Exercise brief –
The data beneath this task has to be reprinted character for character.

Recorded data
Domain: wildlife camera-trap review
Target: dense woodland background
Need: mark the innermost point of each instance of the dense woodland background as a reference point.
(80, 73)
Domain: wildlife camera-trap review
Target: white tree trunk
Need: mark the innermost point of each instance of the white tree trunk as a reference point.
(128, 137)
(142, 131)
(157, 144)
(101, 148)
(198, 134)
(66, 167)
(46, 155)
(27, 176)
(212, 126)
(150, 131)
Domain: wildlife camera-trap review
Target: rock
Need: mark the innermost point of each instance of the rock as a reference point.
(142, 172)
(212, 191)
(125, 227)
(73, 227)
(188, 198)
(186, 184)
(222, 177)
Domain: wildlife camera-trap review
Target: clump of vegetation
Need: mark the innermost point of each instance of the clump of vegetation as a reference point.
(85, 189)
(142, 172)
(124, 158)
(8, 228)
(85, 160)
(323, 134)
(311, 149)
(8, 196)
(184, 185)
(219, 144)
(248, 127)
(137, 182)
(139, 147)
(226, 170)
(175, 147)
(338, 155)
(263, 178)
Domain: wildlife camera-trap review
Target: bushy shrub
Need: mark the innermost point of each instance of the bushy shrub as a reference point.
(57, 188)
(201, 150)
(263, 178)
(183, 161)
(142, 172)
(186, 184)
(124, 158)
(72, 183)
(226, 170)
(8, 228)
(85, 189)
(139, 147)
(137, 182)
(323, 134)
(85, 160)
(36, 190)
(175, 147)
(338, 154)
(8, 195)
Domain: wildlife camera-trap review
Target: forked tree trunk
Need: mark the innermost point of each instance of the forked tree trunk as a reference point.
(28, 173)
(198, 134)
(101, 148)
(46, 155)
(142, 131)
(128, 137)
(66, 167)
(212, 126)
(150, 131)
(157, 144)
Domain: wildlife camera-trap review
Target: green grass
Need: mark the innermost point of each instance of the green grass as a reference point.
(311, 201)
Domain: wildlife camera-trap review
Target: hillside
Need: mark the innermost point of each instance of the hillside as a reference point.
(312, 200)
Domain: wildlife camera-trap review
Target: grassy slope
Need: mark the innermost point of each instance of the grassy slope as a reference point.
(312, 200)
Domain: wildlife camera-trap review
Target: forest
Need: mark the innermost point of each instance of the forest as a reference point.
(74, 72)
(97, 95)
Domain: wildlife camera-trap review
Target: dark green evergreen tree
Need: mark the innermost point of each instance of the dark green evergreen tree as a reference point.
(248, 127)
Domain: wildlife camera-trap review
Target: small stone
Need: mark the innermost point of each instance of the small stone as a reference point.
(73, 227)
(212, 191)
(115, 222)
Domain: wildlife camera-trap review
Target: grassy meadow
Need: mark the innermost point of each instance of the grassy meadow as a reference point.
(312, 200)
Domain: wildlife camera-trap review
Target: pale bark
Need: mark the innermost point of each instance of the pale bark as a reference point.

Result of this task –
Domain: wildlife camera-trap review
Target: dense woodland background
Need: mark the innermost point of each instance of the dense woodland background as a reference point.
(80, 73)
Domain: wildlife camera-trap review
Target: white tree trunk
Need: mark the innermost point of each instance of the white tree trunk as a reference point.
(128, 137)
(142, 131)
(157, 144)
(101, 148)
(198, 134)
(66, 167)
(46, 155)
(27, 176)
(212, 126)
(150, 131)
Domain: wildlife camera-trap review
Target: rock
Need: mark the innermost point of each instance of the rock as a reference point.
(142, 172)
(212, 191)
(125, 227)
(73, 227)
(188, 198)
(186, 184)
(222, 177)
Domain: wildlife camera-trap review
Target: clump of vegetation
Need: mark the innermost point of each instance of the clump of vegetation as a reference point.
(85, 189)
(142, 172)
(124, 158)
(8, 228)
(85, 160)
(323, 134)
(311, 149)
(8, 196)
(184, 185)
(219, 144)
(248, 127)
(137, 182)
(139, 147)
(226, 170)
(175, 147)
(338, 155)
(263, 178)
Domain: wildlife camera-trap review
Target: bushy shrub
Need: mark the innermost point of each instance of the bushy shrub as a reference point.
(57, 188)
(201, 150)
(263, 178)
(183, 161)
(142, 172)
(186, 184)
(124, 158)
(72, 183)
(226, 170)
(8, 228)
(85, 189)
(139, 147)
(137, 182)
(323, 134)
(85, 160)
(36, 190)
(175, 147)
(338, 154)
(8, 195)
Domain: wildlife camera-trap review
Target: forked tree trunk
Need: mark the innermost point of each instance of the forked tree trunk as a reference point.
(28, 173)
(198, 134)
(101, 148)
(46, 155)
(142, 131)
(128, 137)
(66, 167)
(212, 126)
(150, 131)
(157, 144)
Domain: wildlife camera-trap review
Target: green grass
Need: mark the innermost point of each instance of the green grass as a reference point.
(311, 201)
Domain: wildlife camera-trap review
Target: hillside
Need: mark the innermost point of each instance of the hillside as a reference point.
(312, 200)
Domain: wildlife camera-trap review
Target: grassy slope
Need: mark the innermost point of each instance of the grassy slope as a reference point.
(312, 200)
Domain: wildlife camera-trap review
Target: forest
Need: mark the innermost point of each instance of the forest as a reference point.
(74, 72)
(97, 95)
Domain: wildlife camera-trap review
Target: dark green evergreen tree
Need: mark the innermost point of each instance of the dark green evergreen tree as a reference point.
(248, 127)
Domain: wildlife camera-trap review
Target: small stone
Need: mark the innermost point of each instance of the small stone as a reference point.
(73, 227)
(212, 191)
(115, 222)
Domain: wildlife camera-trap review
Target: grassy meadow
Need: mark the innermost point of each instance of the grassy meadow as a reference point.
(312, 200)
Domain: wildlife camera-trap review
Target: pale bark
Need: mark the innermost point of each instance of the pale bark as a reference point.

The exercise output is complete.